● Materials provided

========================================

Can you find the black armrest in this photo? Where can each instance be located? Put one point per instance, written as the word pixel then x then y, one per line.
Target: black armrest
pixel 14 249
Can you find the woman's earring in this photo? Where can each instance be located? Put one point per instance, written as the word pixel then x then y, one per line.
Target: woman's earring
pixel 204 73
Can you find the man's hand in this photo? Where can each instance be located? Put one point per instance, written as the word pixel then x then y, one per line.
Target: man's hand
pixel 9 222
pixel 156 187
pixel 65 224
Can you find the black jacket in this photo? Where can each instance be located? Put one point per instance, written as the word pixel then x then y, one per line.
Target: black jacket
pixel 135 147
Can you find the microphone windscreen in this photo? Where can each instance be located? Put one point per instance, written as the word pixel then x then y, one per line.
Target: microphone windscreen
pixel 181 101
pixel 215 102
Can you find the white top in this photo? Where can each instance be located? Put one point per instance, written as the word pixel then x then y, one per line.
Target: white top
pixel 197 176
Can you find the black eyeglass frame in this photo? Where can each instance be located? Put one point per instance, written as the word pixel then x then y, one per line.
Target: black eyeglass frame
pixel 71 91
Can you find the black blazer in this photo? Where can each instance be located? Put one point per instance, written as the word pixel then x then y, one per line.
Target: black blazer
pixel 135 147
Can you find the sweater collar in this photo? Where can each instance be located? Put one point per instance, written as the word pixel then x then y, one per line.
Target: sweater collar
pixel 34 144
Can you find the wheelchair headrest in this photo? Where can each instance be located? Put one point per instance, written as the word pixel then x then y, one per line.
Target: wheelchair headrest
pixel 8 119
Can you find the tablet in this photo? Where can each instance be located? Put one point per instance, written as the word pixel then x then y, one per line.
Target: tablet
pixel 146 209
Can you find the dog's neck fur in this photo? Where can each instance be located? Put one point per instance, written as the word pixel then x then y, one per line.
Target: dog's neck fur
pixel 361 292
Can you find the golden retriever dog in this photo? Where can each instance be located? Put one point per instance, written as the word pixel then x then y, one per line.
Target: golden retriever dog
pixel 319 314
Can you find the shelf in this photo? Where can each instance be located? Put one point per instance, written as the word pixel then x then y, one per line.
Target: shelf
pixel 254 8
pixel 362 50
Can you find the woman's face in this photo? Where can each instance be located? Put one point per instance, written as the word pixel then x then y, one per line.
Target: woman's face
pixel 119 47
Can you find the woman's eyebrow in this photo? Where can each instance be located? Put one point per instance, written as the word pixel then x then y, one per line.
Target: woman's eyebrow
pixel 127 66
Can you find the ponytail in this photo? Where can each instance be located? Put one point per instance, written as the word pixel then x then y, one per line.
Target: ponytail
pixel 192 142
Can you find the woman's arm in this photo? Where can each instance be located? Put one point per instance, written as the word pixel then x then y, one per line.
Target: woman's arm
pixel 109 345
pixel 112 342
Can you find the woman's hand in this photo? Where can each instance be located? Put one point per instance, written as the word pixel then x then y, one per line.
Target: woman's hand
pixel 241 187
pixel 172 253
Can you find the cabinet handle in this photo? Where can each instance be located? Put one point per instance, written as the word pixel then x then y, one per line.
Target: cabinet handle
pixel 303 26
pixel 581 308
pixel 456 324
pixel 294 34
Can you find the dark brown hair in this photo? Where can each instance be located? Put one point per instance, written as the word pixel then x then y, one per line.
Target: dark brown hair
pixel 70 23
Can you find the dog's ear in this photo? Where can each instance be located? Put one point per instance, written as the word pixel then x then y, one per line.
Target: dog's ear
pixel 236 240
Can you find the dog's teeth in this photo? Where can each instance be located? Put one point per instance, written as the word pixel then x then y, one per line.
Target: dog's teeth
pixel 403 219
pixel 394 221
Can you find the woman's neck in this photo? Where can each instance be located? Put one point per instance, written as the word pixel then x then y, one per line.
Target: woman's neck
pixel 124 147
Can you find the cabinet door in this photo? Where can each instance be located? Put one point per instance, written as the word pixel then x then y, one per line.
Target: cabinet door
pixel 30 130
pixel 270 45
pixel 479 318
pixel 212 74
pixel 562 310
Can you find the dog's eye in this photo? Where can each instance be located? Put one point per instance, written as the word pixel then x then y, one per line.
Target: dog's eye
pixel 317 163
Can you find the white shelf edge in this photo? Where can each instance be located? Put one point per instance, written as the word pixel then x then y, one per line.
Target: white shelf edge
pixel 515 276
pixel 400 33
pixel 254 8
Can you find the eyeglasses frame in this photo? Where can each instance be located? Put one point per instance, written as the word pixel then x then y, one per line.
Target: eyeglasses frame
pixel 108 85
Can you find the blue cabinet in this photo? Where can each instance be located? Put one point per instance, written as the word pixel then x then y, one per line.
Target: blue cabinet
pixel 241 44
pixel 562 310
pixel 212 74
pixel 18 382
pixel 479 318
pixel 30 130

========================================

● Directive
Copy the whole listing above word for word, changing nothing.

● Exercise solution
Can you find the black armrest in this photo? Where can each instance be located? Put one point per instance, written as the word pixel then x then y, one per line.
Target: black armrest
pixel 14 249
Can you find the woman's earring in this photo? Where can each instance be located? Put one point per instance, written as the word pixel then x then y, one per line.
Target: woman's earring
pixel 204 73
Can you find the man's hand in this photo? Where can each instance be located? Put one point per instance, written as the word pixel then x then y, one per line.
Target: man's hand
pixel 9 222
pixel 156 187
pixel 65 224
Can you find the black jacket in this photo? Where can each instance be located? Put one point per instance, written as the word pixel then x then y, one per line.
Target: black jacket
pixel 135 147
Can you find the microphone windscreen in this photo? Where can each instance be located? Put one point per instance, written as the word pixel then x then y, one per line.
Target: microphone windscreen
pixel 181 101
pixel 215 102
Can you find the white top in this photo? Where can each instance be located? Put one point per instance, written as the word pixel then x then y, one per line.
Target: white top
pixel 197 176
Can you find the black eyeglass frame in this photo? Where can each instance be located? Put one point per instance, written as the word pixel then x then y, one per line.
Target: black eyeglass frame
pixel 71 91
Can you find the black blazer in this photo? Where can each instance be located? Put one point per instance, written as the word pixel then x then y, one per line.
Target: black blazer
pixel 135 147
Can you find the sweater collar in this photo? Where can each instance be located? Put one point per instance, written as the word pixel then x then y, one per line.
Target: sweater collar
pixel 34 144
Can you find the wheelchair headrest in this photo? Where can each instance be located? Put one point per instance, written as the word pixel then x then y, one per line.
Target: wheelchair headrest
pixel 8 119
Can you find the tablet in this photo? Where can each instance be located? Put one point per instance, written as the word pixel then x then y, one per line.
Target: tablet
pixel 146 209
Can you find the dog's neck fur in this photo? Where can each instance be located? Put one point per instance, written as the word pixel then x then y, one per line.
Target: dog's neck fur
pixel 361 292
Can you find the golden retriever dog in this photo? Where can each instance be located? Put one point per instance, written as the word pixel then x then y, one per line.
Target: golden retriever dog
pixel 319 314
Can you find the shelf in this photo? Where can each instance be located? Put one point per instance, written as the word pixel then x then y, one per line.
Target: shelf
pixel 254 8
pixel 362 50
Can you find the woman's face in this photo? Where can each instance be located? Put one point per instance, written as the word pixel then x then y, one per line.
Target: woman's face
pixel 119 47
Can you find the woman's eyebrow in this photo? Where can each instance be located? Put one point per instance, written as the word pixel then x then y, one per line.
Target: woman's eyebrow
pixel 127 66
Can you find the ponytail in this photo? Where can each instance be located? Put one point per instance, written as the word pixel then x then y, one per line.
Target: ponytail
pixel 192 142
Can you find the woman's arm in this photo? Where can each instance be located? Put one point per instance, written as the word pixel then x then y, one per line.
Target: woman's arm
pixel 109 345
pixel 112 342
Can you find the woman's hand in this photo? Where can each instance be located? Put one point per instance, written as the word pixel then x then y, one per line.
Target: woman's hand
pixel 241 187
pixel 172 253
Can you find the cabinet handle in this photo? Where can each instance be located? Put one point per instance, written as the word pixel then x then y, one per line.
Target: cabinet handle
pixel 303 26
pixel 581 308
pixel 456 324
pixel 294 34
Can you find the dark brown hair in this photo? Where can each instance be located? Put one point per instance, written as the word pixel then x then y, one per line.
Target: dark brown hair
pixel 70 23
Can you find the dog's ear in this photo? Where can each instance be located? Put one point per instance, written as the word pixel then x then y, one per line.
Target: dog's ear
pixel 236 240
Can you find the dog's teeth in this photo? Where can each instance be located? Put one point per instance, written as the word pixel then x then y, one per line.
Target: dog's teeth
pixel 403 219
pixel 394 221
Can you find the woman's neck in this photo? Where can each instance be located? Put one point per instance, written as the word pixel then x then y, one per line.
Target: woman's neck
pixel 124 147
Can you find the cabinet door in this photo? Where can each instance be located? Put one point per instance, written as the word pixel then x then y, one per line.
Target: cabinet door
pixel 30 130
pixel 270 45
pixel 479 318
pixel 212 74
pixel 562 310
Can you find the dog's eye in this photo? Where can each instance be located? Put one point per instance, written as the word pixel then x then y, one per line.
Target: dog's eye
pixel 317 163
Can you find the white shelf edge in this photo? Where can each instance be located? Put one point per instance, written as the word pixel then x then y, one per line.
Target: white shelf edge
pixel 515 276
pixel 400 33
pixel 254 8
Can you find the eyeglasses frame in this photo? Where can each instance be located? Put one point per instance, written as the word pixel then x then y, one per line.
Target: eyeglasses frame
pixel 108 85
Can you find the blue cabinet in this photo? Where can each instance be located? Put one point per instance, written as the word pixel then x then y, one per line.
Target: blue cabinet
pixel 241 44
pixel 562 310
pixel 212 74
pixel 18 382
pixel 479 318
pixel 30 130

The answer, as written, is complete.